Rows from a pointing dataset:
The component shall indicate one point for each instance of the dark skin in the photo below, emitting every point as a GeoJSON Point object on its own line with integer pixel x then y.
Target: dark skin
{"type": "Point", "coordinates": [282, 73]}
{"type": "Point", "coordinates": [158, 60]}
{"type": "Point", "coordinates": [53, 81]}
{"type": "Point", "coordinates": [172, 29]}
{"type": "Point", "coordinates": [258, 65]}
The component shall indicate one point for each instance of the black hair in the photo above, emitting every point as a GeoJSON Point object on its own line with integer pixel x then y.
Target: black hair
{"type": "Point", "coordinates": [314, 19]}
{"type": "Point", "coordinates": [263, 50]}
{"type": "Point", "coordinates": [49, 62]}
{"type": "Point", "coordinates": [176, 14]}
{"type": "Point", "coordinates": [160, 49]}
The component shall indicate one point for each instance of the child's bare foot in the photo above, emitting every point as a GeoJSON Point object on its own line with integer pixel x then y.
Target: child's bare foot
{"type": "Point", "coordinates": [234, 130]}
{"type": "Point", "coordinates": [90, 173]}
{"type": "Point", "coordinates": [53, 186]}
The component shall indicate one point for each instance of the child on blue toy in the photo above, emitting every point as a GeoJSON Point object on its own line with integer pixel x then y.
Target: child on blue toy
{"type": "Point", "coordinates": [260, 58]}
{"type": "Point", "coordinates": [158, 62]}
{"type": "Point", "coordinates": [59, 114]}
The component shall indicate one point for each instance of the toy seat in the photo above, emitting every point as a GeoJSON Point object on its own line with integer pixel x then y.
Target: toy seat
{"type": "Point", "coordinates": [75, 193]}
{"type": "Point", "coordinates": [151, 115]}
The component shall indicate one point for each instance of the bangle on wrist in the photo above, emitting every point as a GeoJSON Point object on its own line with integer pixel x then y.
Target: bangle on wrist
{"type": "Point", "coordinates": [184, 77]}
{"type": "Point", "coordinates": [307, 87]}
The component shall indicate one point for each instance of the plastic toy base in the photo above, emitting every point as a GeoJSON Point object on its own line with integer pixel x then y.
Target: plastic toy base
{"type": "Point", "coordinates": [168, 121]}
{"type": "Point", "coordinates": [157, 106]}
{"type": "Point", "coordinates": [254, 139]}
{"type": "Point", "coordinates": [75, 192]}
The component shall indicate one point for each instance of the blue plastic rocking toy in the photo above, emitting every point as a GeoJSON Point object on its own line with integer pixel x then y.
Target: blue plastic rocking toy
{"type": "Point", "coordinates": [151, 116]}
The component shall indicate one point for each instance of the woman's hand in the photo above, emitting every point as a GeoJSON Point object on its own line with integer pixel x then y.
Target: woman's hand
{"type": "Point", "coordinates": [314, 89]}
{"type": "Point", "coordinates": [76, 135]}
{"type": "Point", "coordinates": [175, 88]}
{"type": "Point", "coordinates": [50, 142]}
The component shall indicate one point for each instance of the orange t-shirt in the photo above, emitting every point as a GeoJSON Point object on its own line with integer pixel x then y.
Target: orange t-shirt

» What to work on
Reproduce the material above verbatim, every line included.

» Response
The component shall indicate one point for each instance of the dark skin in the photo below, emitting every point as a GeoJSON Point object on its own line with integer pixel x then y.
Target: dark skin
{"type": "Point", "coordinates": [282, 73]}
{"type": "Point", "coordinates": [158, 60]}
{"type": "Point", "coordinates": [53, 81]}
{"type": "Point", "coordinates": [172, 29]}
{"type": "Point", "coordinates": [258, 65]}
The component shall indicate one point for each instance of the black hair in the photo above, emitting every point as a GeoJSON Point object on its own line with integer pixel x then y.
Target: black hair
{"type": "Point", "coordinates": [314, 19]}
{"type": "Point", "coordinates": [263, 50]}
{"type": "Point", "coordinates": [49, 62]}
{"type": "Point", "coordinates": [176, 14]}
{"type": "Point", "coordinates": [160, 49]}
The component shall indicate one point for each instance of the child's bare foot in the photo above, emitting every point as a GeoJSON Point object on its own line with integer pixel x then y.
Target: child's bare foot
{"type": "Point", "coordinates": [234, 130]}
{"type": "Point", "coordinates": [90, 173]}
{"type": "Point", "coordinates": [53, 186]}
The component shall indicate one point for each instance of the child on blue toy in the photo above, emitting every point as a GeoJSON Point object on its own line with integer pixel x then y.
Target: child on blue toy
{"type": "Point", "coordinates": [260, 58]}
{"type": "Point", "coordinates": [158, 62]}
{"type": "Point", "coordinates": [59, 114]}
The component shall indicate one point for each instance of the toy seat in the photo above, emitting every point as a GeoJSON Point object on its own line with integer pixel x then y.
Target: toy seat
{"type": "Point", "coordinates": [75, 193]}
{"type": "Point", "coordinates": [151, 115]}
The component shall indicate one point for each instance of the bangle on wrist in the photo above, emitting every point as a GeoJSON Point object on its own line with integer pixel x then y.
Target: bangle on wrist
{"type": "Point", "coordinates": [184, 77]}
{"type": "Point", "coordinates": [307, 87]}
The component shall indicate one point for each instance of the plastic toy base in the photo above, emitting every point as a GeoJSON Point object on its own line with integer pixel x then y.
Target: plastic toy base
{"type": "Point", "coordinates": [168, 121]}
{"type": "Point", "coordinates": [157, 106]}
{"type": "Point", "coordinates": [254, 139]}
{"type": "Point", "coordinates": [75, 192]}
The component shall indicate one point for each instance of the blue plastic rocking toy in the photo above, emitting every point as a GeoJSON Point object on its own line with integer pixel x then y.
Target: blue plastic rocking toy
{"type": "Point", "coordinates": [151, 116]}
The component shall indicate one point for each instance of the woman's hand in the photo above, emitting every point as a GeoJSON Point object on its own line with integer pixel x then y.
Target: woman's hand
{"type": "Point", "coordinates": [314, 89]}
{"type": "Point", "coordinates": [76, 135]}
{"type": "Point", "coordinates": [175, 88]}
{"type": "Point", "coordinates": [50, 142]}
The component shall indicate one point for each instance of the orange t-shirt in the photo above, emitting every point as a GeoJSON Point object on its own line with integer pixel x then y.
Target: orange t-shirt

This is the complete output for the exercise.